##### RECORDS SUPPLIED
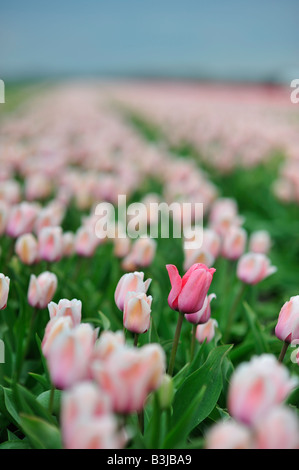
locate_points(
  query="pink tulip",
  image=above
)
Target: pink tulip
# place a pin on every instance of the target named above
(27, 248)
(86, 241)
(54, 327)
(107, 343)
(4, 211)
(41, 289)
(198, 256)
(4, 290)
(234, 242)
(21, 219)
(256, 387)
(141, 255)
(68, 243)
(287, 328)
(254, 267)
(130, 282)
(206, 331)
(228, 435)
(69, 356)
(82, 409)
(66, 308)
(128, 375)
(203, 315)
(211, 242)
(188, 294)
(50, 243)
(137, 310)
(260, 242)
(279, 429)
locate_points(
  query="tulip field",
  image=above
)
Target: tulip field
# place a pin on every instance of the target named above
(122, 342)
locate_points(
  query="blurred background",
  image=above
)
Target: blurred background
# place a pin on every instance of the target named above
(231, 40)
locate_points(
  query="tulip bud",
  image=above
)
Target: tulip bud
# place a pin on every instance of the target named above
(279, 429)
(4, 290)
(66, 308)
(228, 435)
(86, 241)
(50, 243)
(137, 309)
(260, 242)
(188, 294)
(165, 392)
(69, 355)
(54, 327)
(234, 243)
(206, 331)
(107, 343)
(41, 289)
(27, 248)
(203, 315)
(257, 386)
(130, 282)
(287, 328)
(254, 267)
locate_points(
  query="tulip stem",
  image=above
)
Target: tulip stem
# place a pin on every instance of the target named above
(27, 344)
(51, 400)
(175, 343)
(231, 315)
(283, 351)
(193, 341)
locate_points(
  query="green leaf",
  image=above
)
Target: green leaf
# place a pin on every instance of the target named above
(41, 434)
(44, 399)
(18, 444)
(261, 345)
(201, 391)
(40, 379)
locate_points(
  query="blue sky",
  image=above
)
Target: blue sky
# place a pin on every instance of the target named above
(248, 39)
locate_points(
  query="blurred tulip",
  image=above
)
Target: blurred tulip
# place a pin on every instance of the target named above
(50, 243)
(260, 242)
(234, 243)
(4, 211)
(69, 355)
(254, 267)
(54, 327)
(130, 282)
(41, 289)
(85, 241)
(4, 290)
(107, 343)
(66, 308)
(68, 243)
(21, 219)
(141, 254)
(228, 435)
(27, 248)
(137, 310)
(279, 429)
(188, 294)
(256, 387)
(128, 375)
(206, 331)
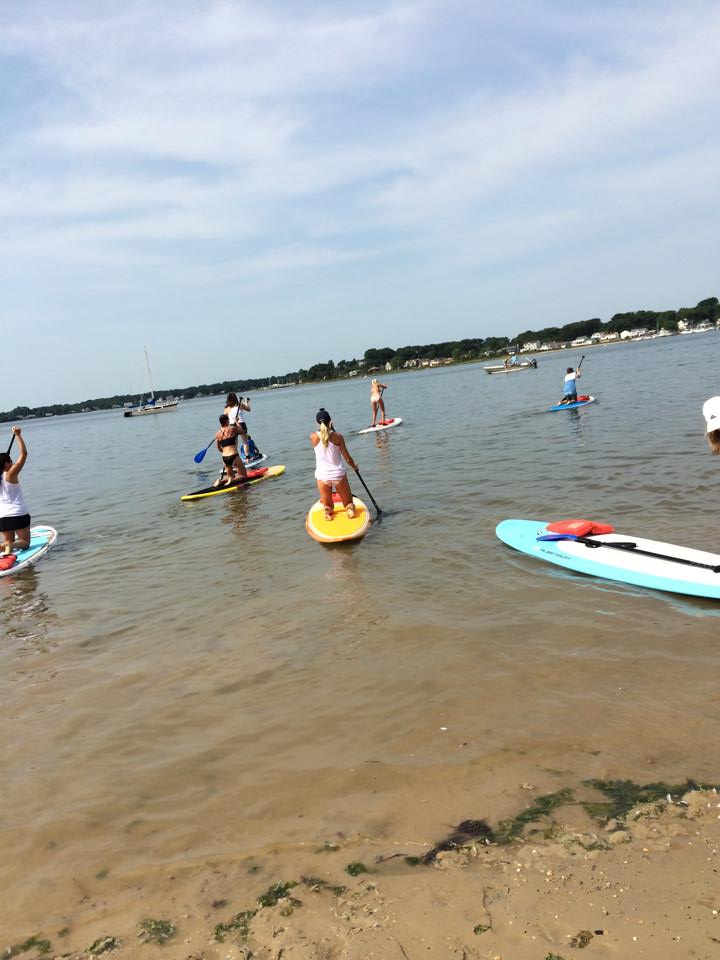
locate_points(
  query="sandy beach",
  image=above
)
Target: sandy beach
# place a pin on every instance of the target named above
(548, 882)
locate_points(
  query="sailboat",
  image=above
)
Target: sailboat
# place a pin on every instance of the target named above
(151, 405)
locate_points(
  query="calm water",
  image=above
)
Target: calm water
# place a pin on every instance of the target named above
(179, 679)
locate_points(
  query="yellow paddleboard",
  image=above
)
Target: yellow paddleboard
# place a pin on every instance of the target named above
(254, 476)
(340, 528)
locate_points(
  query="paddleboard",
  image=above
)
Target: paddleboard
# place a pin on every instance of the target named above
(41, 539)
(384, 425)
(573, 406)
(624, 566)
(340, 528)
(254, 476)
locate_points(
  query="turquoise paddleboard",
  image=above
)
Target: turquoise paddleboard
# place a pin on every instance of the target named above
(42, 538)
(648, 563)
(572, 406)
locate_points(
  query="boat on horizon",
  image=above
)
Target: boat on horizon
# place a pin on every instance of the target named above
(151, 405)
(511, 367)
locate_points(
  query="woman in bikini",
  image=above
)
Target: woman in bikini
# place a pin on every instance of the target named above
(376, 401)
(226, 442)
(330, 451)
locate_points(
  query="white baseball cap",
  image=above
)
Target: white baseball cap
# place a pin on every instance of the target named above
(711, 412)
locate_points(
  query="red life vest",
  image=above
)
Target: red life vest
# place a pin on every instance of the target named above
(580, 528)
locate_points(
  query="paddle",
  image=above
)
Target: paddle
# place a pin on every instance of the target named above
(630, 546)
(377, 508)
(199, 457)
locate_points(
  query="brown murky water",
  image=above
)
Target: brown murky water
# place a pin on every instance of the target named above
(187, 683)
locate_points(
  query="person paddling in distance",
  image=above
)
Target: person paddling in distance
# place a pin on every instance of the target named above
(376, 400)
(226, 442)
(570, 388)
(330, 450)
(14, 515)
(711, 412)
(235, 408)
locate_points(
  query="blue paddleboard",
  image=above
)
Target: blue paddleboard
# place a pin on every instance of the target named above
(573, 406)
(622, 565)
(41, 539)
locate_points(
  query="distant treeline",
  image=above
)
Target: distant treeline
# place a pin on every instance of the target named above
(476, 348)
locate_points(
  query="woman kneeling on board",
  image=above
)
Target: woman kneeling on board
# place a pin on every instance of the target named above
(14, 516)
(226, 442)
(330, 471)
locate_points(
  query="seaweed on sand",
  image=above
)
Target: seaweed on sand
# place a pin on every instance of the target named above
(32, 943)
(623, 795)
(465, 832)
(509, 830)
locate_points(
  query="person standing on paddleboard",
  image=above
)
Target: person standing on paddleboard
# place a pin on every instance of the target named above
(570, 388)
(14, 515)
(330, 450)
(711, 412)
(376, 401)
(236, 408)
(226, 442)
##########
A faithful copy of the records above, without images, is what to give back.

• **EXERCISE SOLUTION**:
locate_points(
  query="pink tulip",
  image=above
)
Target: pink tulip
# place a pin on every instance of the target named above
(27, 248)
(86, 241)
(54, 327)
(107, 343)
(4, 211)
(41, 289)
(198, 256)
(4, 290)
(234, 242)
(21, 219)
(256, 387)
(141, 255)
(68, 243)
(287, 328)
(254, 267)
(130, 282)
(206, 331)
(228, 435)
(69, 356)
(82, 409)
(66, 308)
(128, 375)
(203, 315)
(211, 242)
(188, 294)
(50, 243)
(137, 310)
(260, 242)
(279, 429)
locate_points(
  query="tulip field",
  image=above
)
Target: tulip field
# place a pin on every instance of the target named above
(122, 342)
locate_points(
  query="blurred background",
  image=above
)
Target: blurred background
# place a pin on every instance of the target named above
(231, 40)
locate_points(
  query="tulip bud",
  image=above
)
Target: tulip bud
# place a pin on every instance of the target named above
(279, 429)
(4, 290)
(66, 308)
(228, 435)
(86, 241)
(50, 243)
(137, 309)
(260, 242)
(188, 294)
(165, 392)
(69, 355)
(54, 327)
(234, 243)
(206, 331)
(107, 343)
(41, 289)
(27, 248)
(203, 315)
(257, 386)
(130, 282)
(287, 328)
(254, 267)
locate_points(
  query="tulip stem",
  image=above
)
Target: tulip stem
# place a pin on every instance of the target named above
(27, 344)
(51, 400)
(175, 343)
(231, 315)
(283, 351)
(193, 341)
locate_points(
  query="green leaf",
  image=above
)
Target: green leaf
# place a pin on every instance of the target named above
(41, 434)
(44, 399)
(18, 444)
(261, 345)
(201, 391)
(40, 379)
locate_points(
  query="blue sky",
  image=above
)
Target: blue sky
# place a pin on every instance of the target named above
(248, 39)
locate_points(
  query="blurred tulip",
  image=above
)
Target: blurred tulip
# place a pin on every instance of the target named above
(50, 243)
(260, 242)
(234, 243)
(4, 211)
(69, 355)
(254, 267)
(54, 327)
(130, 282)
(41, 289)
(85, 241)
(4, 290)
(107, 343)
(66, 308)
(68, 243)
(21, 219)
(141, 254)
(228, 435)
(27, 248)
(137, 310)
(279, 429)
(188, 294)
(256, 387)
(128, 375)
(206, 331)
locate_points(
  query="sandy beach",
  image=above
)
Target: sandy beach
# place a pin on every instance of the target named above
(548, 882)
locate_points(
  query="sailboat",
  image=above
)
Target: sailboat
# place a pin on every instance of the target named above
(151, 405)
locate_points(
  query="calm water",
  image=above
)
Target: calm water
# place a pin on every instance of the target named above
(179, 679)
locate_points(
  query="yellow paddleboard",
  image=above
)
Target: yellow paddleboard
# place a pin on every instance of the target named above
(254, 476)
(340, 528)
locate_points(
  query="paddleboard",
  image=above
)
Target: paddleboard
# place a pin on every instance of the target named above
(41, 539)
(384, 425)
(573, 406)
(624, 566)
(340, 528)
(254, 476)
locate_points(
  query="turquoise paddleboard",
  image=above
)
Target: turquoise paddleboard
# place a pin on every instance of the target named above
(42, 538)
(648, 563)
(572, 406)
locate_points(
  query="boat on horizon",
  image=above
)
Target: boat on horizon
# place a pin on every instance of the target named above
(151, 405)
(511, 367)
locate_points(
  query="woman in bikini",
  image=above
)
Target: woman in bikini
# place a pin on every instance of the target named above
(376, 401)
(226, 442)
(330, 451)
locate_points(
  query="white baseball cap",
  image=above
)
Target: white baseball cap
# place a pin on every instance of the target named above
(711, 412)
locate_points(
  query="red life vest",
  image=above
)
Target: red life vest
# place a pin on every instance of the target named above
(580, 528)
locate_points(
  query="paddle",
  image=above
)
Target: paddle
# place a pin on every instance of the target named above
(630, 546)
(377, 508)
(199, 457)
locate_points(
  query="brown murky water",
  image=above
)
Target: brown murky water
# place a pin on every instance of the target named above
(187, 683)
locate_points(
  query="person paddling in distance",
  image=above
)
Target: person paddling in distance
# place a pin on every instance of the target named above
(376, 400)
(226, 442)
(570, 388)
(330, 450)
(14, 515)
(711, 412)
(235, 408)
locate_points(
  query="blue paddleboard",
  image=above
)
Target: blue paddleboard
# place a pin on every instance of the target named above
(573, 406)
(622, 565)
(41, 539)
locate_points(
  query="distant treeline",
  image=above
)
Target: distant treeline
# place a pin on every instance of the target named above
(476, 348)
locate_points(
  query="woman kneeling on board",
  image=above
)
Target: woman kneeling on board
# place a pin on every instance of the target named above
(14, 516)
(226, 442)
(330, 471)
locate_points(
  query="seaweed on sand",
  image=above
)
Target: seaweed on sand
# place a pin on every instance of the target named above
(32, 943)
(623, 795)
(465, 832)
(509, 830)
locate_points(
  query="person standing on paddleboard",
  image=above
)
Target: person standing on paddleboard
# place a pin on every instance of the target named above
(570, 388)
(14, 515)
(330, 450)
(711, 412)
(376, 401)
(236, 408)
(226, 442)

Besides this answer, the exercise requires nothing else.